* **Work to be completed**
In the article on healthcare technology and the nursing shortage, what must a nurse do while a patient receives blood or chemotherapy?

* **Text under study**
=====

Technology innovations in healthcare offer ways to optimize the nursing culture and workforce, improve patient outcomes and experiences

Amid the nursing shortage, hospitals can create better working conditions through these three technology solutions.

As the pandemic continues, nurses remain key members on the front lines charged with controlling and preventing the spread of COVID-19. Simultaneously, the ongoing nursing shortage makes it more difficult for many CNOs to maintain a consistently positive nursing culture while keeping frontline staff safe.

Under the primary nurse model, teams are left scrambling when members call in sick or can’t cover open shifts. Fortunately, technology innovations in healthcare offer ways to optimize the nursing culture and workforce, improve patient outcomes and experiences, and offer overworked nurses a healthier work-life balance. To accomplish these goals, CNOs need to focus on hospital technology implementations that keep bedside teams safer from exposure and relieve exhaustion and burnout by reducing a cumbersome administrative workload.

It’s important to utilize hospital technology in smart, scalable ways to provide relief for nursing staff and help organizations navigate the pandemic and beyond. Consider starting with the following areas:

  1. Support the bedside care team with virtual workforce technology. Virtual nurses do not replace your in-house care team, but they do augment the team and help organizations stay within budgeted hours while decreasing reliance on travelers and overtime. Virtual nurses can serve as a stable component of bedside care teams and provide long-term sustainability in improving quality and financial metrics.

For example, virtual workforce technology enables remote staff members who have completed hospital orientation and achieved appropriate state licensure to work shifts that complement the bedside care team. If a patient needs blood or chemotherapy, a nurse must stay with him or her during the delivery to check for allergic reactions. While sitting with the patient, the primary nurse cannot care for other patients. A virtual nurse could monitor the patient for allergic reactions or facilitate rounding and monitoring of that bedside RN’s other patients in the unit.

  1. Digitize the supply chain to maintain a buffer of personal protective equipment. Stress on the front lines during COVID-19 has been exacerbated by a shortage of PPE for medical workers, creating a new calling to reimagine how organizations coordinate with critical purchasing and supply chain functions. Innovative supply chain digitization around an enterprise resource planning system can centralize core hospital business functions, such as finance and supply chain operations, and enable greater collaboration and communication around pressing material needs.

Digitizing the flow of information between various departments allows for a broader set of stakeholders to connect in real time with business operations — spurring quicker, more efficient action to address issues such as critical PPE needs. Essentially, this digital transformation is about moving beyond the traditional supply chain model, which is linear and reactive, and, instead, breaking information and agency out of silos to enable real-time updates and a faster digital supply chain.

  1. Extend the care continuum to the home. Patient care is only as effective as the lasting results it creates. A provider can have the most advanced in-house team in the world, but regular readmission of patients will quickly drown the team in both serious and non-life-threatening cases and lower the quality of care delivery for the entire population. That’s why it’s important to develop a telehealth strategy that can connect with patients after discharge and address chronic care needs and social determinants of health to reduce the volume of readmitted patients.

Look for remote patient monitoring solutions that combine intuitive, scalable technology with the ability to triage the most critical alerts to care managers to protect their time, energy, and expertise. For example, an alert about low medication could be handled by lower-license medical assistants coordinating with pharmacies instead of taking up valuable emergency department attention.

This pandemic is unlikely to be the last unprecedented disaster of our time. Even without the global health crisis, the healthcare world faces an alarming personnel shortage that threatens to cripple effective care delivery and leave hospitals struggling financially. Fortunately, thoughtful implementation of innovative hospital technology can address staffing shortages, improve the availability of expert clinicians, and increase efficiencies — which can lead to better patient and caregiver experiences. With improved operational efficiencies, costs can be controlled and resources can be allocated to where they’re most needed.

=====

* **Information provided**

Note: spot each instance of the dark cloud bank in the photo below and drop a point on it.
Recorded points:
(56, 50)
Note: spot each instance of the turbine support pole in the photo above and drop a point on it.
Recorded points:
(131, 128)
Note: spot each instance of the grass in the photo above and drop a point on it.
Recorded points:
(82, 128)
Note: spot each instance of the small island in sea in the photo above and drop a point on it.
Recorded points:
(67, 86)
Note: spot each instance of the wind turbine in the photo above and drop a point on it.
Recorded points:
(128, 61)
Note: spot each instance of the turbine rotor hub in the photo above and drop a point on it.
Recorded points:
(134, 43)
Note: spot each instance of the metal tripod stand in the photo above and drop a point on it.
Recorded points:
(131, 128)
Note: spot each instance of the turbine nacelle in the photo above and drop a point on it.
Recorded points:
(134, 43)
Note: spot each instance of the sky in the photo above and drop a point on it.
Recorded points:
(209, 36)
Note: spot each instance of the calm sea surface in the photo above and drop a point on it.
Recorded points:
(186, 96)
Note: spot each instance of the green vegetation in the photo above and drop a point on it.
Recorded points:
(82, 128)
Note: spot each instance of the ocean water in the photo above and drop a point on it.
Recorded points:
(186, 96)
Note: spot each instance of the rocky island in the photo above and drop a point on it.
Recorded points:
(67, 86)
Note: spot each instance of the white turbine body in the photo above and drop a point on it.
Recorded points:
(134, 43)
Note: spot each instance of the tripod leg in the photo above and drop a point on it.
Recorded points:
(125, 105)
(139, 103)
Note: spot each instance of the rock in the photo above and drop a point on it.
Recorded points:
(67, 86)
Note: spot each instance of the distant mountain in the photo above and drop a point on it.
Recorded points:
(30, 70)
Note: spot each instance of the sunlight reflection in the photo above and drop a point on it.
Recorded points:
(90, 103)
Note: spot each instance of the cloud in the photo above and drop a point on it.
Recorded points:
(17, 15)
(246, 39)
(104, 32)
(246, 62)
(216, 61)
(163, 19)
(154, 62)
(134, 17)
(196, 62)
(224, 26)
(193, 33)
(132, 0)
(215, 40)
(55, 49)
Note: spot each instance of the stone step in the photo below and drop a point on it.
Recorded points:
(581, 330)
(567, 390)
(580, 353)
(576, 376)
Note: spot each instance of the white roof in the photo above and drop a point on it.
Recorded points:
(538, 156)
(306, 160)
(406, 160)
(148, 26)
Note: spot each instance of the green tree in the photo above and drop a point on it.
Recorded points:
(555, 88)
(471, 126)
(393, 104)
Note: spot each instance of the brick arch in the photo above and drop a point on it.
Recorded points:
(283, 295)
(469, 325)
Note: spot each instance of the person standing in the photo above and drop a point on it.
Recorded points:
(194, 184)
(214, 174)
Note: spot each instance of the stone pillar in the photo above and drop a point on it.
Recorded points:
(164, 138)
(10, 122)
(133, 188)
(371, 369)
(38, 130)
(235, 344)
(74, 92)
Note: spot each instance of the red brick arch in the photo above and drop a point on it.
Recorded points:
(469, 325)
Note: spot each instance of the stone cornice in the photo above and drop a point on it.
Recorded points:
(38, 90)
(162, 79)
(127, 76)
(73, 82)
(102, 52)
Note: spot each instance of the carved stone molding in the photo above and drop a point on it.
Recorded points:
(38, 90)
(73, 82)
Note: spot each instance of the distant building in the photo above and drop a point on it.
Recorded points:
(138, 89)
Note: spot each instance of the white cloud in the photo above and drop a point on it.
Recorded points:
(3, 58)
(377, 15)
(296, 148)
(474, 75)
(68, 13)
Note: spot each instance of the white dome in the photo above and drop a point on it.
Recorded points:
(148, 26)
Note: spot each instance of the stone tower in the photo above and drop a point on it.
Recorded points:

=====

* **Task solution**
Stay with the patient during the delivery to check for allergic reactions.